DATA PROVIDED
==*==
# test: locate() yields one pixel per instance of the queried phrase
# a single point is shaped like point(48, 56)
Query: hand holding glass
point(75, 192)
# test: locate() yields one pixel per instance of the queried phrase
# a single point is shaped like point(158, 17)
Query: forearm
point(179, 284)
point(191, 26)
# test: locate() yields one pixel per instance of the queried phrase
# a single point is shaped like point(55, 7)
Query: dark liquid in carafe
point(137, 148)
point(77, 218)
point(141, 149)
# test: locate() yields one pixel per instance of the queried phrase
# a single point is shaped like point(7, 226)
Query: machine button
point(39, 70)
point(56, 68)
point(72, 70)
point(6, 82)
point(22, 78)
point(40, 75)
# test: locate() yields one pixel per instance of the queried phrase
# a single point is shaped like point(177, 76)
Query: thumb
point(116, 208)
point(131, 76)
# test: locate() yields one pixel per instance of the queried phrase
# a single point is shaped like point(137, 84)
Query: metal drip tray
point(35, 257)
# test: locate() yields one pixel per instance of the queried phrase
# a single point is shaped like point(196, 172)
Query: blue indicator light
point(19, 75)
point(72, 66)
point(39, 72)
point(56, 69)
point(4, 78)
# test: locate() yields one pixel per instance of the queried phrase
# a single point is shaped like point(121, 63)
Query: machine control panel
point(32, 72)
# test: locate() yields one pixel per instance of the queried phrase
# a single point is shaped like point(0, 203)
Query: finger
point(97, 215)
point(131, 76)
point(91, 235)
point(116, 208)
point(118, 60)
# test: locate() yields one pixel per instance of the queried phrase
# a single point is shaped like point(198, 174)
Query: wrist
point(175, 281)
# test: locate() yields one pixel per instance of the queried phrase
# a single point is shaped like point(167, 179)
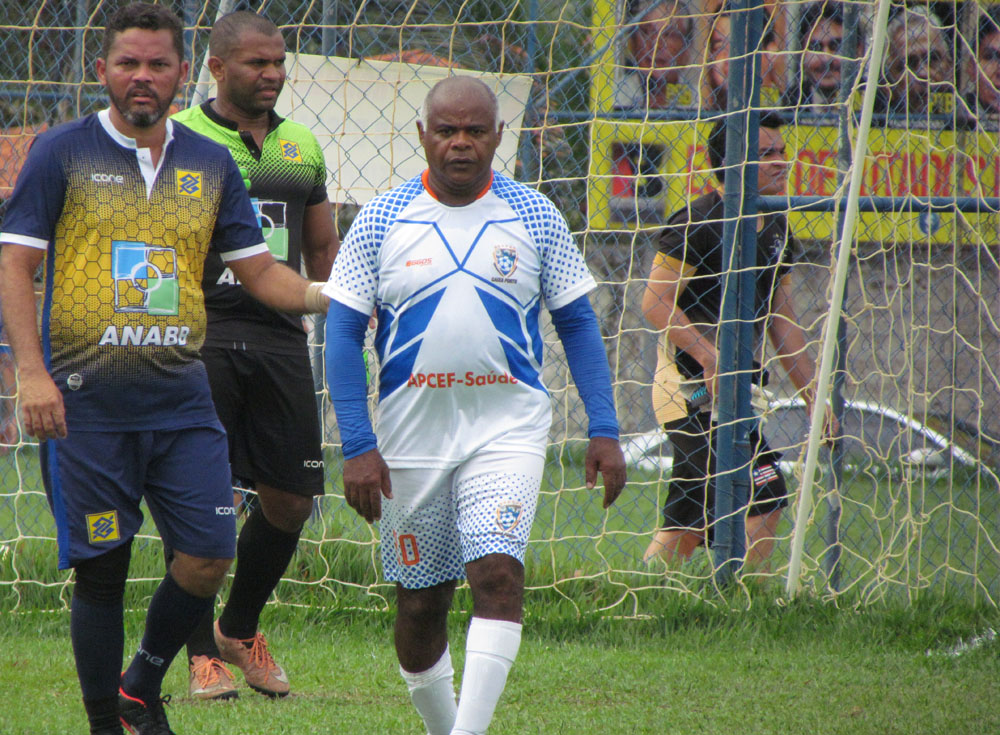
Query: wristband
point(316, 302)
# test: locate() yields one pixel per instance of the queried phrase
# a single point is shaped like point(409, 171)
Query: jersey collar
point(273, 119)
point(142, 155)
point(426, 181)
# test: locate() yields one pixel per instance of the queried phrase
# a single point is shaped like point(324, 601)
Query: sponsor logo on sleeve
point(290, 150)
point(103, 527)
point(764, 474)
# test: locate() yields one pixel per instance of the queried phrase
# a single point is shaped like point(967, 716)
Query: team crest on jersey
point(189, 183)
point(103, 527)
point(508, 516)
point(505, 260)
point(290, 150)
point(145, 278)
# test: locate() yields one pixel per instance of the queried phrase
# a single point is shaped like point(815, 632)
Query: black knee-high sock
point(202, 640)
point(97, 632)
point(173, 613)
point(98, 641)
point(262, 556)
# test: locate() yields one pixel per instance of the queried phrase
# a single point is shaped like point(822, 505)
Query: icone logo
point(107, 179)
point(447, 380)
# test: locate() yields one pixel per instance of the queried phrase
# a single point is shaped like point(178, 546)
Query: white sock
point(433, 694)
point(491, 648)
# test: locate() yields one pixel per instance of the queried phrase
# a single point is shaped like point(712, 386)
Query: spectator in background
point(918, 73)
point(984, 67)
point(715, 75)
point(660, 34)
point(683, 301)
point(821, 32)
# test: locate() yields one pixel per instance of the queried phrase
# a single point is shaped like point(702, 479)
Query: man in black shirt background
point(683, 301)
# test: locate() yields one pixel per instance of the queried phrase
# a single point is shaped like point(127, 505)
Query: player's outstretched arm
point(277, 285)
point(577, 328)
point(366, 475)
point(42, 409)
point(604, 455)
point(366, 480)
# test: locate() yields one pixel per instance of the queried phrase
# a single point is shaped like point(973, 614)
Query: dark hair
point(815, 12)
point(770, 119)
point(638, 10)
point(148, 17)
point(227, 30)
point(989, 22)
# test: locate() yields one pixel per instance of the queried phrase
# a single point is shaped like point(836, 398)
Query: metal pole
point(849, 72)
point(528, 154)
point(739, 248)
point(836, 301)
point(204, 75)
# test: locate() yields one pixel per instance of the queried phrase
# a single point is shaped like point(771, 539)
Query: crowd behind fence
point(618, 97)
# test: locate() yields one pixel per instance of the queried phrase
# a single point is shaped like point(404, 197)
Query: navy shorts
point(268, 405)
point(95, 480)
point(691, 493)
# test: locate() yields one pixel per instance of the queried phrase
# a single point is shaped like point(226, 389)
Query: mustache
point(142, 89)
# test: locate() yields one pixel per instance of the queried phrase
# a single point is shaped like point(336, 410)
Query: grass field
point(808, 668)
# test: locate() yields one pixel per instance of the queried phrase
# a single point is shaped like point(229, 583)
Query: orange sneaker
point(255, 661)
point(211, 679)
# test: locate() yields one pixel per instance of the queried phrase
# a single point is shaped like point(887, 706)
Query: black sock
point(103, 713)
point(262, 556)
point(98, 641)
point(173, 613)
point(96, 629)
point(202, 640)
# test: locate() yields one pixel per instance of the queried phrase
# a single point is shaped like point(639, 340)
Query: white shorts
point(439, 520)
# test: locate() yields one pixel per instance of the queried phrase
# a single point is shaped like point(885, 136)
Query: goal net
point(609, 105)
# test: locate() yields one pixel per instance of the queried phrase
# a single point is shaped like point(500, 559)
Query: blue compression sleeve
point(577, 328)
point(345, 377)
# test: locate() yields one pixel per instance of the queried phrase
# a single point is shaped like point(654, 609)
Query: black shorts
point(691, 492)
point(268, 405)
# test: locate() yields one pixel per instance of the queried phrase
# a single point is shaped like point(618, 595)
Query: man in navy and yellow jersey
point(123, 206)
point(257, 358)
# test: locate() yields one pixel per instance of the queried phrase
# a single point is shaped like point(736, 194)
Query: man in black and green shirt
point(257, 358)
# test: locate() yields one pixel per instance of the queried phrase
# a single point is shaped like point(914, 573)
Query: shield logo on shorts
point(508, 516)
point(505, 260)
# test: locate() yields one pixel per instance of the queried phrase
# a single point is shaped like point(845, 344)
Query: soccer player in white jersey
point(457, 263)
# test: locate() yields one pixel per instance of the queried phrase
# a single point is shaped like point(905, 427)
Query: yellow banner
point(643, 171)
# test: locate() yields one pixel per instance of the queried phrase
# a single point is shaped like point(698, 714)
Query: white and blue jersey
point(458, 293)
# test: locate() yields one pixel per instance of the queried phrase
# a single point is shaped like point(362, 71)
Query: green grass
point(810, 667)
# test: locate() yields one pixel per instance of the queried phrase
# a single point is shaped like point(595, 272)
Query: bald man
point(257, 358)
point(457, 262)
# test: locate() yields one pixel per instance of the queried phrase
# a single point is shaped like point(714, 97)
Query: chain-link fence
point(610, 107)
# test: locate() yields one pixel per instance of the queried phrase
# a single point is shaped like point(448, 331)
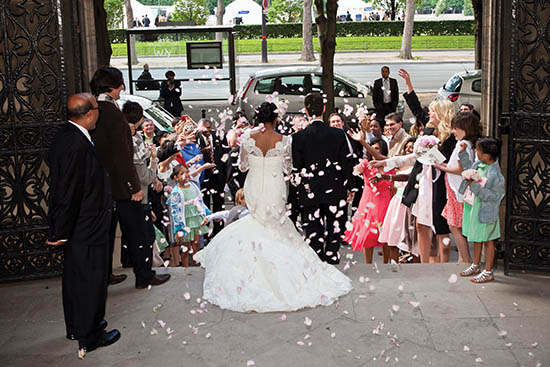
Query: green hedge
point(343, 29)
point(380, 28)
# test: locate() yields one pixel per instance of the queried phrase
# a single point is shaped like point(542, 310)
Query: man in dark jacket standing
point(79, 216)
point(115, 148)
point(322, 168)
point(170, 91)
point(385, 95)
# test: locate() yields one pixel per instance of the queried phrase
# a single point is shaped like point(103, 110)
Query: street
point(426, 77)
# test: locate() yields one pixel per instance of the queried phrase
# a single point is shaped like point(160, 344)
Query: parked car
point(462, 88)
point(152, 111)
point(293, 83)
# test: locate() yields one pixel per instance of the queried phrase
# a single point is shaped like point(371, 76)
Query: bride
point(260, 262)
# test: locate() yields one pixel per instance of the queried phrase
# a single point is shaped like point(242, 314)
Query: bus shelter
point(200, 54)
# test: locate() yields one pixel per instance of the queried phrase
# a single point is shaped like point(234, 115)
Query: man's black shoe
point(106, 339)
point(115, 279)
point(331, 261)
point(155, 280)
point(102, 326)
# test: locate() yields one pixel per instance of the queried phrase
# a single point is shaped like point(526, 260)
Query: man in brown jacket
point(113, 141)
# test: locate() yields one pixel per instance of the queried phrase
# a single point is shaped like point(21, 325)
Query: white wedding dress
point(260, 262)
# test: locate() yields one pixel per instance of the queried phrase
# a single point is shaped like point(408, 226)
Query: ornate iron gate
point(32, 104)
point(527, 241)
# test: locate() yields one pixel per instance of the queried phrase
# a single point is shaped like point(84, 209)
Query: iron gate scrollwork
point(32, 106)
point(528, 176)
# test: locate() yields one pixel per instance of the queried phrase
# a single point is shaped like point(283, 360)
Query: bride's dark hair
point(267, 112)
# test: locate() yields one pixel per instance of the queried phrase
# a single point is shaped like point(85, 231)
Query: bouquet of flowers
point(470, 174)
point(424, 143)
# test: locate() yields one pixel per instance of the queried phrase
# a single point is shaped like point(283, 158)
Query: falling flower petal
point(414, 304)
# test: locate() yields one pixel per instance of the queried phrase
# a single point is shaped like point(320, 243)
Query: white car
point(462, 88)
point(294, 83)
point(161, 118)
==*==
Lines from the start of the entries through the one containing "# a single point is shaped like point(158, 17)" are to be set down again exactly, both ends included.

RESPONSE
# test: locate() yields one pixel per instance of the queried phrase
# a single point is shaped like point(48, 56)
Query: hand holding glass
point(75, 192)
# test: locate() yields one pixel per instance of the queried phrase
# a single point is shaped like point(158, 17)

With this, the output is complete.